### TASK PROMPT
From the entries below, pull out the run of lines from the line with "A colleague needs the location of the white cloud" up to and including the line with "[[0, 0, 821, 1012]]", and reproduce them word for word.

## begin

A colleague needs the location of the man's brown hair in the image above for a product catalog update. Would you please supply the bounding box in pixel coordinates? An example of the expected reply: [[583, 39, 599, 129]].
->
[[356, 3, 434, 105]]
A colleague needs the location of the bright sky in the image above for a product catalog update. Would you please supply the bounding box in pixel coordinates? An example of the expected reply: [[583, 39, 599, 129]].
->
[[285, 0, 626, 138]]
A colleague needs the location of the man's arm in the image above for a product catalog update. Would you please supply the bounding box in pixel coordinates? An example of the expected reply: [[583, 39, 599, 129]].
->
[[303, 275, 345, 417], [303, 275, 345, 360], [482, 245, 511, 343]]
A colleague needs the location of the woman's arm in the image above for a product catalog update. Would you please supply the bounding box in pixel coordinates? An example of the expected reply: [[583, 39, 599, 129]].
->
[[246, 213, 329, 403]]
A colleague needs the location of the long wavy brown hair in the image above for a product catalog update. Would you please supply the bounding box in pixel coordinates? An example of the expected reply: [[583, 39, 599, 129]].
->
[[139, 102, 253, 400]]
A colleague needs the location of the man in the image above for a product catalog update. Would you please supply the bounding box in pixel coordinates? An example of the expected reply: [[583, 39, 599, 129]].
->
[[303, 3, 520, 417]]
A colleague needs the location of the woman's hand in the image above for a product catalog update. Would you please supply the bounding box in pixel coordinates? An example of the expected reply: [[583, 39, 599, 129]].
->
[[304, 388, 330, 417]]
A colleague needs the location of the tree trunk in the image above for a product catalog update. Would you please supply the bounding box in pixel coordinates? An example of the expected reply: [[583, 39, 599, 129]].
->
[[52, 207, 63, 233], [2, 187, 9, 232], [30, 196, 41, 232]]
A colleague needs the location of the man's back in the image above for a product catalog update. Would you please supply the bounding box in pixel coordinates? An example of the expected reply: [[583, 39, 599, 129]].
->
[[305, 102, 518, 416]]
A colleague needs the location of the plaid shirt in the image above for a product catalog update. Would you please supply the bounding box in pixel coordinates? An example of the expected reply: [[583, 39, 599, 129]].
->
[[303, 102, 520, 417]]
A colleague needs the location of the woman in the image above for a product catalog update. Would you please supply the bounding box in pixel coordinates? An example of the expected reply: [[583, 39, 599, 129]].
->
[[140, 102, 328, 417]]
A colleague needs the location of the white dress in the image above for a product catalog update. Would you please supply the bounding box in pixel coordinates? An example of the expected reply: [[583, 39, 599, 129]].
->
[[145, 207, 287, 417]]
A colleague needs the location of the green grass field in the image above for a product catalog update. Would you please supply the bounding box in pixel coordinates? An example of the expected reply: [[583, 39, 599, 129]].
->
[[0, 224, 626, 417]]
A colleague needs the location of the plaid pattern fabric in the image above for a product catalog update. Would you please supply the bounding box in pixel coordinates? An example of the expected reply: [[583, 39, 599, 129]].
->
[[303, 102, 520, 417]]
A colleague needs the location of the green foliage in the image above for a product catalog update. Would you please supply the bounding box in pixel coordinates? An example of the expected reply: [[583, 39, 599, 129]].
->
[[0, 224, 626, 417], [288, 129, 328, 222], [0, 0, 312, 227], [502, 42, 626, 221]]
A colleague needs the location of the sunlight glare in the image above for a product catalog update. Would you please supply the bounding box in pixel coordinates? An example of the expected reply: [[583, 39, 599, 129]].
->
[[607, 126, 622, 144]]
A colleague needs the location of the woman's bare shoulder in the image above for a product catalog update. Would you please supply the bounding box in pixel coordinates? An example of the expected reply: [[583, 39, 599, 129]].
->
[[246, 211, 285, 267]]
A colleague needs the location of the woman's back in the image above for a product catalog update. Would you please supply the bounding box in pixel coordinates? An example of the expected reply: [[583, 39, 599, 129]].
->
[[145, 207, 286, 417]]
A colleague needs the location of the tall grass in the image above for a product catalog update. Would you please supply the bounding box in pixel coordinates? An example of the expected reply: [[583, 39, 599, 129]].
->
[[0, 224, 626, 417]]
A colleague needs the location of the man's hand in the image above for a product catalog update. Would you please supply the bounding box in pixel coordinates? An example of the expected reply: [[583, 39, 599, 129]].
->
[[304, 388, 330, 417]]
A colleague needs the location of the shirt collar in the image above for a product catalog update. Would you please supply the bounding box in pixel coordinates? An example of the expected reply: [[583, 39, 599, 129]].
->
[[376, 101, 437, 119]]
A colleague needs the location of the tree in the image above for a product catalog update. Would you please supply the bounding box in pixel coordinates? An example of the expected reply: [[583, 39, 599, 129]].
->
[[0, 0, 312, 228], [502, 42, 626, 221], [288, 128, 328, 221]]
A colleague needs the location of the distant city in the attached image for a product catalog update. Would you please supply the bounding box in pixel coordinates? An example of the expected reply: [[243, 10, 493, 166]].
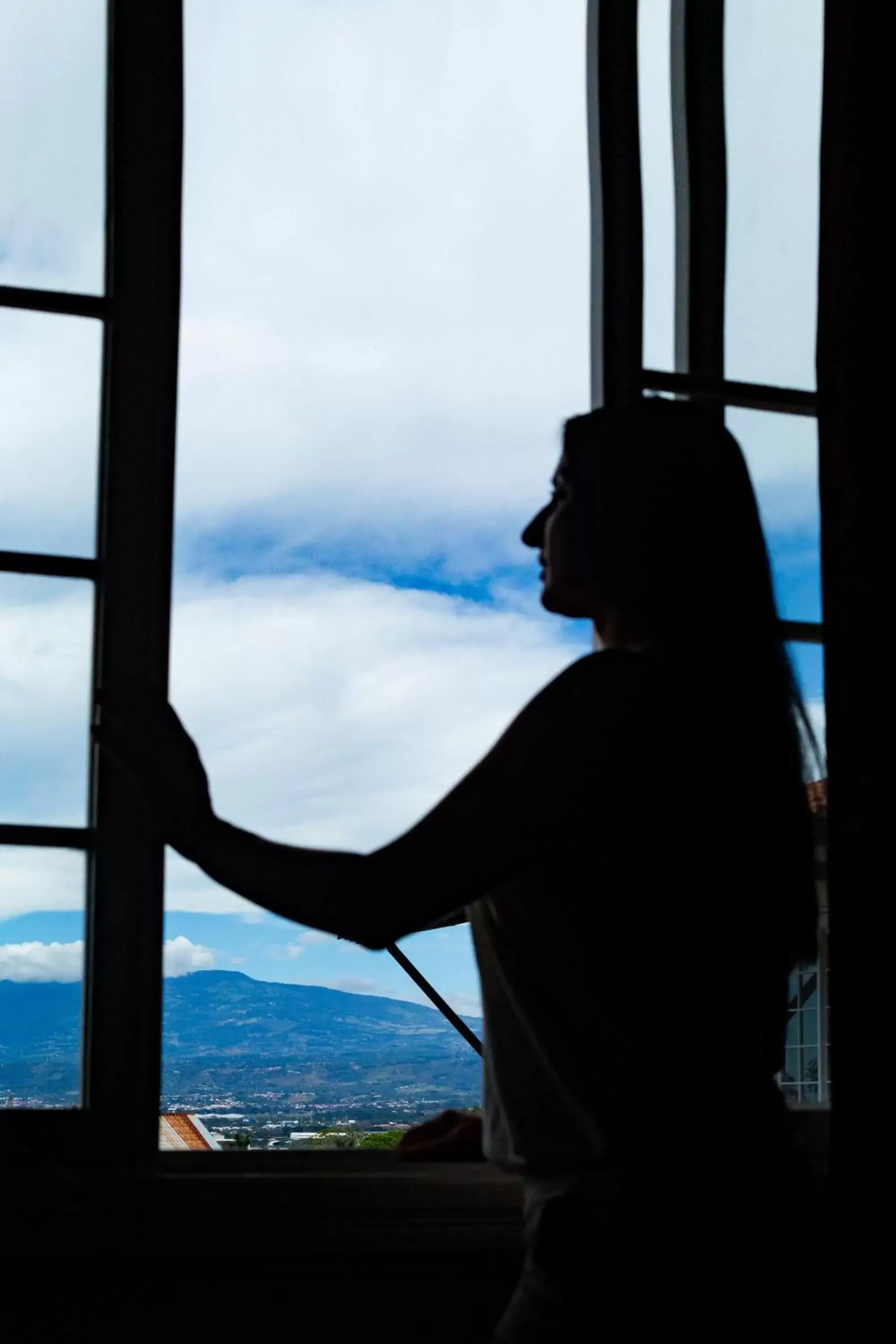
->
[[0, 970, 482, 1149]]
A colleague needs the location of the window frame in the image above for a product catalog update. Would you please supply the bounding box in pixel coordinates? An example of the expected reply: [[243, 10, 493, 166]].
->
[[0, 0, 823, 1203]]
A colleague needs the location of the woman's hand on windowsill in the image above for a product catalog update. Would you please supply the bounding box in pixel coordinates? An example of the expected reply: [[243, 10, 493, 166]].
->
[[395, 1110, 485, 1163]]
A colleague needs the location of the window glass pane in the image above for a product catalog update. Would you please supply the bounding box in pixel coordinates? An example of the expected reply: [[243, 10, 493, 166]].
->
[[725, 407, 822, 621], [638, 0, 676, 370], [163, 0, 590, 1148], [0, 308, 102, 555], [0, 574, 93, 827], [724, 0, 823, 387], [787, 644, 827, 778], [802, 1007, 818, 1046], [0, 0, 106, 294], [0, 845, 85, 1107]]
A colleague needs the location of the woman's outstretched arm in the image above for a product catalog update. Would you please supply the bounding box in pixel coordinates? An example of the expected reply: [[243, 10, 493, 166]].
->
[[101, 657, 598, 949]]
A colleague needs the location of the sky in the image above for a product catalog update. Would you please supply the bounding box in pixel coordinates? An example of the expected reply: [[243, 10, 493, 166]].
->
[[0, 0, 823, 1013]]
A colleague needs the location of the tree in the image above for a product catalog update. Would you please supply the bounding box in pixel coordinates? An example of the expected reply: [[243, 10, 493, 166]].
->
[[358, 1129, 405, 1149]]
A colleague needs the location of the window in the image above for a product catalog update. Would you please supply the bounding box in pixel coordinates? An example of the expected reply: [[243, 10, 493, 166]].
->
[[163, 0, 588, 1148], [0, 0, 829, 1164]]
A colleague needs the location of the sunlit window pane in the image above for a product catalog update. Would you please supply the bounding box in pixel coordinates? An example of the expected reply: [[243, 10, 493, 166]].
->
[[0, 845, 85, 1107], [724, 0, 823, 387], [163, 0, 590, 1150], [0, 574, 93, 827], [638, 0, 676, 370], [0, 308, 102, 555], [0, 0, 106, 294]]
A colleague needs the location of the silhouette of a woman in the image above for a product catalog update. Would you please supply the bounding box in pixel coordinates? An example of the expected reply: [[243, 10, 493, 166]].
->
[[99, 399, 815, 1341]]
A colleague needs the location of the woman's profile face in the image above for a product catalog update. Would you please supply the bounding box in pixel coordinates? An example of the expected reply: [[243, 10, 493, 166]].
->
[[522, 457, 598, 618]]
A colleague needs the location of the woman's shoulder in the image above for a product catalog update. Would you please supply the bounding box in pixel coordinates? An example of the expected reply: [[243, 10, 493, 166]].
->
[[545, 649, 665, 696], [529, 649, 662, 726]]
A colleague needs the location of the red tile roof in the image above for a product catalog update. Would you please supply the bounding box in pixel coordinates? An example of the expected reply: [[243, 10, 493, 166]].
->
[[159, 1111, 216, 1152]]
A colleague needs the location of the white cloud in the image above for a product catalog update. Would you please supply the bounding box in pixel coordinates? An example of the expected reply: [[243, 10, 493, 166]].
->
[[0, 939, 85, 982], [163, 934, 215, 978], [0, 935, 213, 981], [163, 575, 587, 887], [0, 0, 811, 573], [0, 849, 85, 921]]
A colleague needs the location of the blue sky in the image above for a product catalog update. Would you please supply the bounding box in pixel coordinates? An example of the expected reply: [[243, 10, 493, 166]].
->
[[0, 0, 821, 1012]]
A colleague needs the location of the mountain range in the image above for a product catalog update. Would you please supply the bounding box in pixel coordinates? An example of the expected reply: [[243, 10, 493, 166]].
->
[[0, 970, 481, 1105]]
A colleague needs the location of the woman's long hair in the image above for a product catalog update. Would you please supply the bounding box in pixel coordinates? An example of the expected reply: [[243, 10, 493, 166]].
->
[[563, 398, 822, 965]]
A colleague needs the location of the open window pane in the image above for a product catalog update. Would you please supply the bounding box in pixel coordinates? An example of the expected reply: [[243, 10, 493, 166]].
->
[[725, 407, 822, 621], [163, 0, 590, 1144], [0, 0, 106, 294], [0, 574, 93, 827], [0, 308, 102, 555], [0, 845, 85, 1107], [724, 0, 823, 387], [638, 0, 676, 370]]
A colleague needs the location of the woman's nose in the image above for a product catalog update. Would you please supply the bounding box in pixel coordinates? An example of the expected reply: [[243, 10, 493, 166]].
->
[[520, 504, 549, 547]]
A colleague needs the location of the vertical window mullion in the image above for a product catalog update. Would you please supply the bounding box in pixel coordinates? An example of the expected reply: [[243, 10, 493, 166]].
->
[[586, 0, 643, 407], [83, 0, 183, 1163]]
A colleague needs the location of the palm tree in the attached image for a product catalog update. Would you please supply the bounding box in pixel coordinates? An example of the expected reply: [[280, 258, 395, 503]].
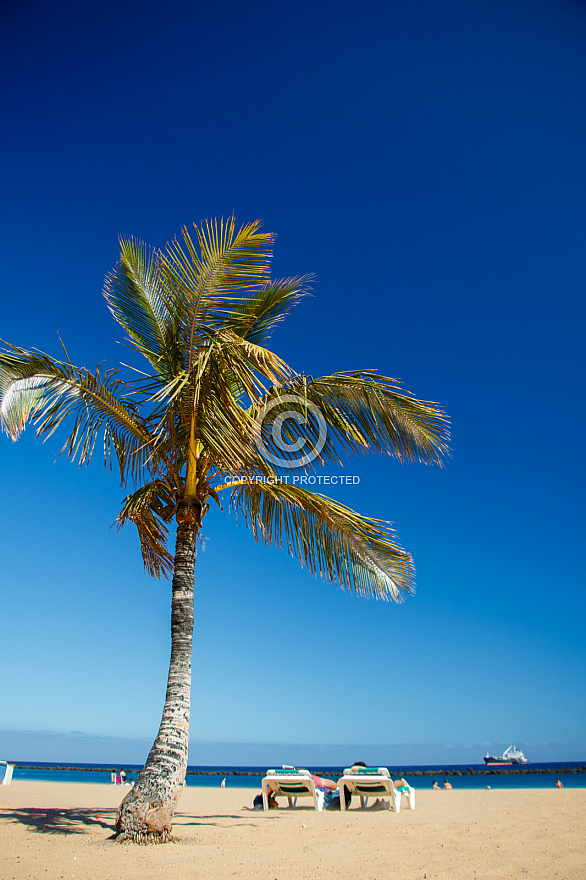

## end

### THE RESULT
A colleague needs the location of the white cloud in the image above for a product catalog update. Would you please supply the bounding box in pixel coordinates? An example of the expected reply: [[243, 10, 493, 166]].
->
[[0, 939, 85, 982], [163, 934, 215, 978], [0, 935, 213, 981], [163, 575, 587, 887], [0, 0, 811, 573], [0, 849, 85, 921]]
A colleague needs the location of the blue sky in the image above for a product catalog update. Would you please supply the bounding box in pixel coordinates? An example of the expected reply: [[243, 10, 493, 166]].
->
[[0, 0, 821, 1012]]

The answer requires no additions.